### WORK TASK
From the kidney disease article that follows, list each factor that workers believe causes the illness or that research has linked to declining kidney function.

The steps follow an investigation by the International Consortium of Investigative Journalists that explored the mysterious and largely overlooked epidemic of chronic kidney disease — or CKD — that is killing thousands of sugarcane workers and other manual laborers in Central America.
The Costa Rica study will seek to answer one of the thorniest and most politically sensitive questions surrounding what regional health experts call an epidemic: whether the illness should be classified as an occupational disease. Many workers believe the malady is caused by pesticide exposure and working conditions. They have demanded compensation from the sugar industry, which has vehemently denied responsibility.
“The main objective is to test whether CKD is or is not a labor-related exposure,” said Dr. Roy Wong, an epidemiologist with Costa Rica’s national health service and lead investigator for the study.
The cause of the disease’s outbreak remains unknown, although a growing body of research has shown links between declining kidney function and repeated heat stress and dehydration — the result of strenuous labor in hot climates.

### INPUT DATA
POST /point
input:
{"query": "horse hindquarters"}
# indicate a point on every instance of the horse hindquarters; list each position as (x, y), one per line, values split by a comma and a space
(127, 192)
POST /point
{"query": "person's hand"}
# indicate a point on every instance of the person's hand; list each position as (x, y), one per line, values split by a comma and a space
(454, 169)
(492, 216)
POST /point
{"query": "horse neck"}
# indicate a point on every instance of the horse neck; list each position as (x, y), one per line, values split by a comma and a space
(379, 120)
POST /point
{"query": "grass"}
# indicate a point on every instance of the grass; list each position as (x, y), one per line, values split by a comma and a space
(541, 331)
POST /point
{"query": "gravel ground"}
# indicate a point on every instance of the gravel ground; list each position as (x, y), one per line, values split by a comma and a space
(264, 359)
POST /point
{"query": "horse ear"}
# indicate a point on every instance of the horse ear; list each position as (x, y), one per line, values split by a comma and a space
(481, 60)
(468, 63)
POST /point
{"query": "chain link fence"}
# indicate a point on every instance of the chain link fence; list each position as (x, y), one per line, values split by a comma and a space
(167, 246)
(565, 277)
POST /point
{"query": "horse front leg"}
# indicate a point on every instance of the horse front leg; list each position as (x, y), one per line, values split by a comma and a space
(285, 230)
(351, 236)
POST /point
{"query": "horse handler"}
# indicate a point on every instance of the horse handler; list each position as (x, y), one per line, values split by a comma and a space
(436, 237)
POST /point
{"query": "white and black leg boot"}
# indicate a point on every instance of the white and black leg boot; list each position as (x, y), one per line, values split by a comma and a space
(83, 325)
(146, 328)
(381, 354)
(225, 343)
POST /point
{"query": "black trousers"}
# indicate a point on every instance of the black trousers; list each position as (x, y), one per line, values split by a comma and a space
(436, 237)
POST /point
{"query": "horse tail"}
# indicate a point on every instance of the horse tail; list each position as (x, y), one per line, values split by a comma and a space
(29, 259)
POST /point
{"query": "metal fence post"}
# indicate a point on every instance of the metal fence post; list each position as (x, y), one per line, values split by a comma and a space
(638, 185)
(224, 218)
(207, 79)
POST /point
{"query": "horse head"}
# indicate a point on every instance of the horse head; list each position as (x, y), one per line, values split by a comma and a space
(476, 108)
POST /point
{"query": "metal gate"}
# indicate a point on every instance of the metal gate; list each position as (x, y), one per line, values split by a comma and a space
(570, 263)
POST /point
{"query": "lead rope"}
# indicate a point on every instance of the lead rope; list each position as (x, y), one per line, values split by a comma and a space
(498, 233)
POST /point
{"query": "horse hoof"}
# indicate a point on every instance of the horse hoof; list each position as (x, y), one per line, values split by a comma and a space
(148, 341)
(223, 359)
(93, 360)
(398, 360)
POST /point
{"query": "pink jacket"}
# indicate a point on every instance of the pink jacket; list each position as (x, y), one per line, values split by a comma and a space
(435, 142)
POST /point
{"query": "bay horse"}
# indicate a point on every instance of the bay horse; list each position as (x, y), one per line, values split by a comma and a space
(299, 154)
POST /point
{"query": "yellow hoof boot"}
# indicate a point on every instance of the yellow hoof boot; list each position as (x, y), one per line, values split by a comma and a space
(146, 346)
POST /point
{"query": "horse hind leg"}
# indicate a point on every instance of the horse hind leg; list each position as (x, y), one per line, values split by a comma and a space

### RESPONSE
- pesticide exposure
- working conditions
- repeated heat stress
- dehydration